ABOUT THIS TASK — Please say how many lines in the records below contain the word "trailer". Give only the number.

AVAILABLE RECORDS —

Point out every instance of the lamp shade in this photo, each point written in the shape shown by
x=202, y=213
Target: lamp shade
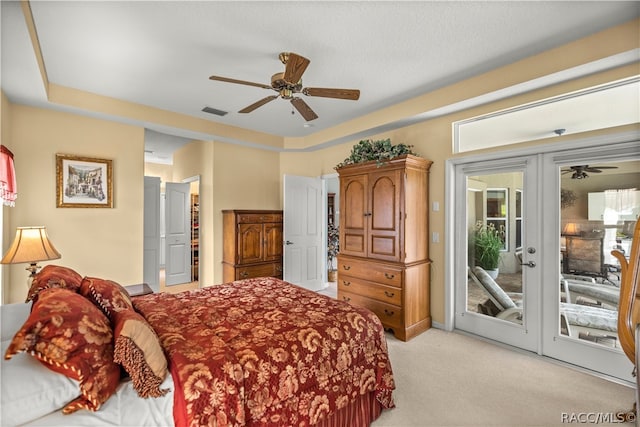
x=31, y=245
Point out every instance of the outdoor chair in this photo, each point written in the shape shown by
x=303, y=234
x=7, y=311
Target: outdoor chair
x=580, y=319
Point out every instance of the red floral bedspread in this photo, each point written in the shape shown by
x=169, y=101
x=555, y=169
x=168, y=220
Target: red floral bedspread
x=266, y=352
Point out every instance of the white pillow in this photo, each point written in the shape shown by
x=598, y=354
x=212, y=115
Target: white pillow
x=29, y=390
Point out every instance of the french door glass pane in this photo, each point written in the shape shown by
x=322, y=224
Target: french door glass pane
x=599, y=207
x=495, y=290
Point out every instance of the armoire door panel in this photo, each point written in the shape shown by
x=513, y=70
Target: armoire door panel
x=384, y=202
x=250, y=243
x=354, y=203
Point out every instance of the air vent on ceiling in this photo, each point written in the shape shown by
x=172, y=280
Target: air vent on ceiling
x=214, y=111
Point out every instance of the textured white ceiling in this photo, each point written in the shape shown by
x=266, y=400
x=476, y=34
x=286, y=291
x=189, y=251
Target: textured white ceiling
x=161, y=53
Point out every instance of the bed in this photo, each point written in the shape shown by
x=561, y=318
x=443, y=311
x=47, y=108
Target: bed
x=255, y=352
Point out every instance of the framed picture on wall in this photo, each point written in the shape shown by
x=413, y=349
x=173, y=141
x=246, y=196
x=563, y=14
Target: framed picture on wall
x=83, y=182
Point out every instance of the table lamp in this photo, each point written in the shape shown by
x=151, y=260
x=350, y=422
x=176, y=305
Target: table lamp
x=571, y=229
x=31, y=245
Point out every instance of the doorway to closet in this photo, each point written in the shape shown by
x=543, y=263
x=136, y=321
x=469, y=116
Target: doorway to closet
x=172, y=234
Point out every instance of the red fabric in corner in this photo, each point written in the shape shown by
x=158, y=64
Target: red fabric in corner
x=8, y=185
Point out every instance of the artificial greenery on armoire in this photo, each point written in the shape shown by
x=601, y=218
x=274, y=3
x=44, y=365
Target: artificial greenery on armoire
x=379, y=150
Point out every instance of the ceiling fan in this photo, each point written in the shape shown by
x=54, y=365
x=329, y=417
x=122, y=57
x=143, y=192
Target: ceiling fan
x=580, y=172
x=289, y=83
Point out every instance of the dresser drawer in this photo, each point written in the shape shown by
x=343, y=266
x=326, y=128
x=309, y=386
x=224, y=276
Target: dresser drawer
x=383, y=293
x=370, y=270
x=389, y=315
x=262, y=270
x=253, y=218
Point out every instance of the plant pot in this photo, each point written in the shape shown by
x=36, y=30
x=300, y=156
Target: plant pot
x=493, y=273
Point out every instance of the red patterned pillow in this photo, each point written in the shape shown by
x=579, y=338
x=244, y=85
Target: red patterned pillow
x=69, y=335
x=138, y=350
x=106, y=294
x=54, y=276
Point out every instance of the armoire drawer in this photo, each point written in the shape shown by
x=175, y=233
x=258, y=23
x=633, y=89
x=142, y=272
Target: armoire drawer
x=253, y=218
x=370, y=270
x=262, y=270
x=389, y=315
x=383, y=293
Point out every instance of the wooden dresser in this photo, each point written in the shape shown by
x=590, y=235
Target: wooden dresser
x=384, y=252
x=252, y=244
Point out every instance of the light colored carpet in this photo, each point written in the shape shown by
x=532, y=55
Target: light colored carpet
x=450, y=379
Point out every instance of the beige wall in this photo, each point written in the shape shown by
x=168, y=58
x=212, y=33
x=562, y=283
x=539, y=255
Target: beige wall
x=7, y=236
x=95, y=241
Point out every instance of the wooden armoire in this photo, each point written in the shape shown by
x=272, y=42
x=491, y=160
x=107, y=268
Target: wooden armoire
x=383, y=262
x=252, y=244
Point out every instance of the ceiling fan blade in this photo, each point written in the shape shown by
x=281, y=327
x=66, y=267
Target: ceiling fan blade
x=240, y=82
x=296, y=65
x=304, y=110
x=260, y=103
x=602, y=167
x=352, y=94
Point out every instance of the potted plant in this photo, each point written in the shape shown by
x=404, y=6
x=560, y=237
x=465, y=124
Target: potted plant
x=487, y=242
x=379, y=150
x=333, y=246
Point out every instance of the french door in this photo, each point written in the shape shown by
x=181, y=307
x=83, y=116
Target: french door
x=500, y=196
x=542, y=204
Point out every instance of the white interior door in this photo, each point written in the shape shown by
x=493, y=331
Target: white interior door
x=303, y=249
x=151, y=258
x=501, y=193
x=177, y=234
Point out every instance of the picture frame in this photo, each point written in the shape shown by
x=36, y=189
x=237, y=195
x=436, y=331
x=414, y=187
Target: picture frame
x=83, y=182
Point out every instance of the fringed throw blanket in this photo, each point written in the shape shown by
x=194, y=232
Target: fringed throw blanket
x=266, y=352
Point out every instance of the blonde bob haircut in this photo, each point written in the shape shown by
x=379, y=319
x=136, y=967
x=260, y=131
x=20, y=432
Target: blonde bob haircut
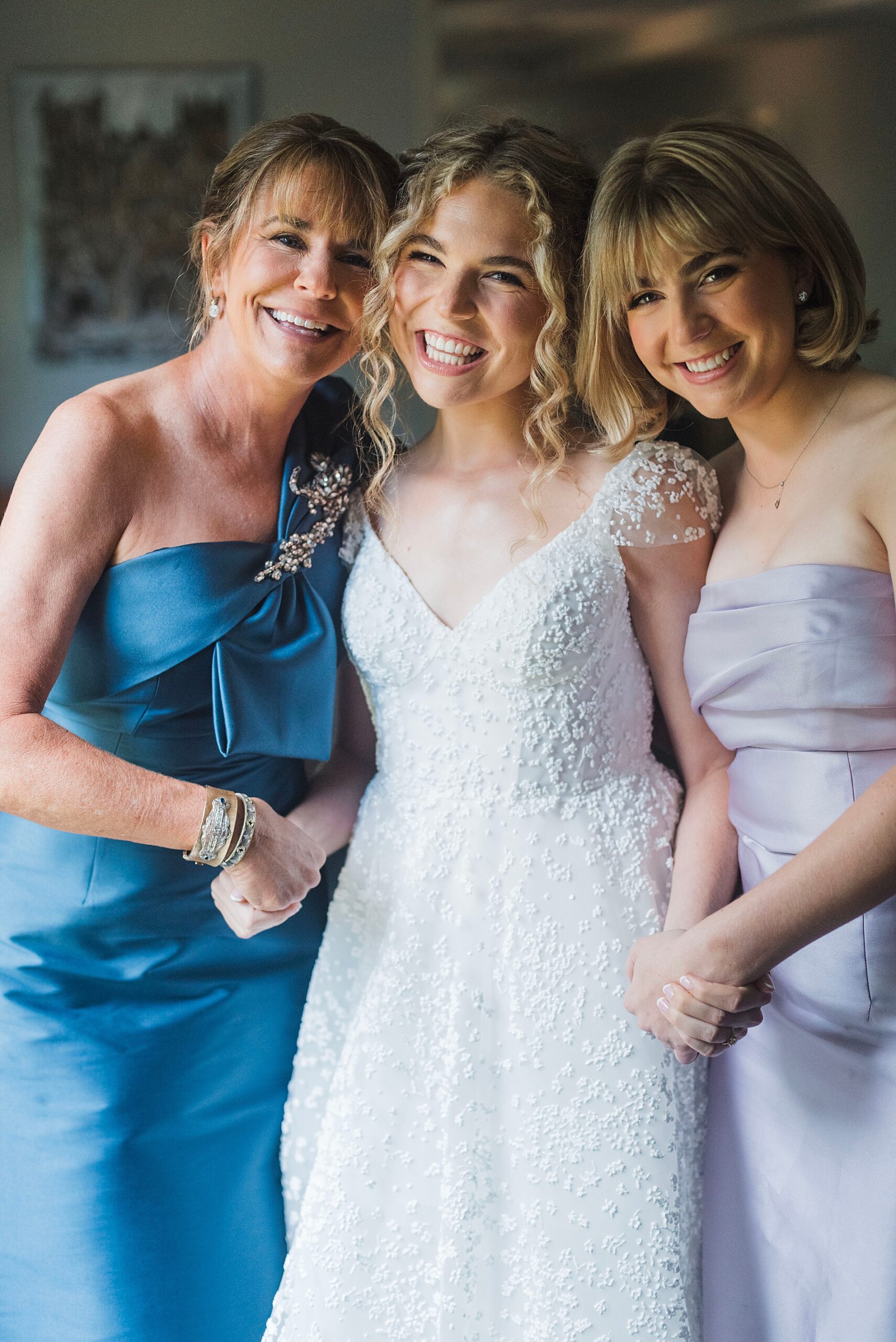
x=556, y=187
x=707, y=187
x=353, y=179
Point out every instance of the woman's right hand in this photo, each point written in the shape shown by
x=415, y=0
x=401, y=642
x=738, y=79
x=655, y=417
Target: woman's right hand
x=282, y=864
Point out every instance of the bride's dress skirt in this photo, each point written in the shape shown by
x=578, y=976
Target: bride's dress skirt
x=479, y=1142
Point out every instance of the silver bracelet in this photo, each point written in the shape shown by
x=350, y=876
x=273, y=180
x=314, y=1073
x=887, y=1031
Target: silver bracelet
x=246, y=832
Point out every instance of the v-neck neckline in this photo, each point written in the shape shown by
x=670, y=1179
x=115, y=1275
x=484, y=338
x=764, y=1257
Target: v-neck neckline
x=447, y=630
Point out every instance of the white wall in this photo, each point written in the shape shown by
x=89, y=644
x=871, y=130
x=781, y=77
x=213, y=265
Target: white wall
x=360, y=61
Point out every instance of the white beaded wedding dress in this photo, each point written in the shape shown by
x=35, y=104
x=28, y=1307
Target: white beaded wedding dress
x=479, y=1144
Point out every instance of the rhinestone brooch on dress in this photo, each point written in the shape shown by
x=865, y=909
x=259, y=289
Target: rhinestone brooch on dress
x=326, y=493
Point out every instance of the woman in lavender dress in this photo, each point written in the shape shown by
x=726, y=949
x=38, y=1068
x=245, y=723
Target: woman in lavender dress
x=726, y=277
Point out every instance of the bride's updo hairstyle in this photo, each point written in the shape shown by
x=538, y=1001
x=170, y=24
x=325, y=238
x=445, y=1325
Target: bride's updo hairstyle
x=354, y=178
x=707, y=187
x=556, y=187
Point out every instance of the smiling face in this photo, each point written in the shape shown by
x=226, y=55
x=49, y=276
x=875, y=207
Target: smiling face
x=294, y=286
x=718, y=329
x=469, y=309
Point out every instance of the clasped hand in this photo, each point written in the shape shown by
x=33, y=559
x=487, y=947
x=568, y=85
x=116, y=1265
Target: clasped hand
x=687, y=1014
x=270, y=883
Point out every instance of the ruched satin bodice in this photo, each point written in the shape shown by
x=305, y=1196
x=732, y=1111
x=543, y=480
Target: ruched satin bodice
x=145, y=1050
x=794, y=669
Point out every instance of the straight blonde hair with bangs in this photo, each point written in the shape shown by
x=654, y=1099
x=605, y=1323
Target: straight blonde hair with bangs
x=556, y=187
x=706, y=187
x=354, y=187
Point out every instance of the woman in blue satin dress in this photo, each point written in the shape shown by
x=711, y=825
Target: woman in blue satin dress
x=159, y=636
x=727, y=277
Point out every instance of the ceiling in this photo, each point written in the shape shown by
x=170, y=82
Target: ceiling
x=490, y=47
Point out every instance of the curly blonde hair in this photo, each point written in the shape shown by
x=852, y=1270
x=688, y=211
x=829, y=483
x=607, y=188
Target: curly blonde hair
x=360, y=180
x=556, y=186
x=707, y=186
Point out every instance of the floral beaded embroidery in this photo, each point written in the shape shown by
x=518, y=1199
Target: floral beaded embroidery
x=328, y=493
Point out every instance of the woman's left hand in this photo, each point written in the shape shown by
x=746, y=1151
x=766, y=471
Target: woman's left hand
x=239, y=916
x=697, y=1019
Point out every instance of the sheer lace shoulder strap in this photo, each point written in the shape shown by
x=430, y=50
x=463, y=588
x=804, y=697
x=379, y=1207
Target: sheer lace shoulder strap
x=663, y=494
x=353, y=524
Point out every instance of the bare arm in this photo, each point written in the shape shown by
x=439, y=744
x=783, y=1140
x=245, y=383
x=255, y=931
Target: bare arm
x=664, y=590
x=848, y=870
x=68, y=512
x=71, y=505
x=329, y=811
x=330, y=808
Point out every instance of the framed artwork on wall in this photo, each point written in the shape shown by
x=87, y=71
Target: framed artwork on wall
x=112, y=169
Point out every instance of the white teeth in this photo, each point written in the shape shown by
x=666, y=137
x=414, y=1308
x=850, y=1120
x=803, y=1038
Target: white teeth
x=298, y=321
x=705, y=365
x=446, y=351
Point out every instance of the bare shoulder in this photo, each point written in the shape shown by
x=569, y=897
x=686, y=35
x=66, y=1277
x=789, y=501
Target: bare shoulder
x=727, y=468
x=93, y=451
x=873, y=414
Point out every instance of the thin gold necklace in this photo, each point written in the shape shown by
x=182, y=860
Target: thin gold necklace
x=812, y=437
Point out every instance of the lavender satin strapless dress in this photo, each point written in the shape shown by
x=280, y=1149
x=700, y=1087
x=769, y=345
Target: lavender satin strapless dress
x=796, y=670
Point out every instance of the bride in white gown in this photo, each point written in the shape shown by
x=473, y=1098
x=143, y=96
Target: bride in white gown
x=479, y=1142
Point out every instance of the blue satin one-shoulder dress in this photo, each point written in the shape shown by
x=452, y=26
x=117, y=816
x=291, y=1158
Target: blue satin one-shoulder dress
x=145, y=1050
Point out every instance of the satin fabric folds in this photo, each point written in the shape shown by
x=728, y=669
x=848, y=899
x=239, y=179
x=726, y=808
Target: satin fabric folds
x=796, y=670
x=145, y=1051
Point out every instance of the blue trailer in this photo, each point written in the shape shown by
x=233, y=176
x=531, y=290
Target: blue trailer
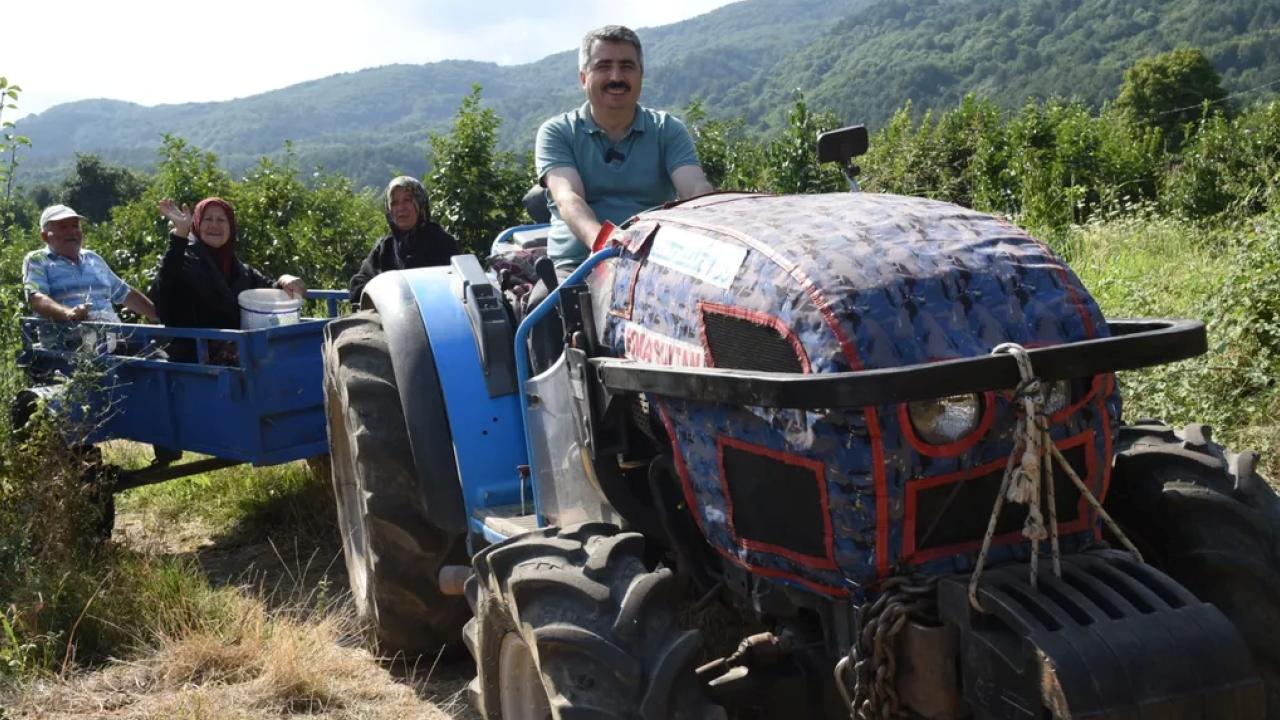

TASK RESULT — 2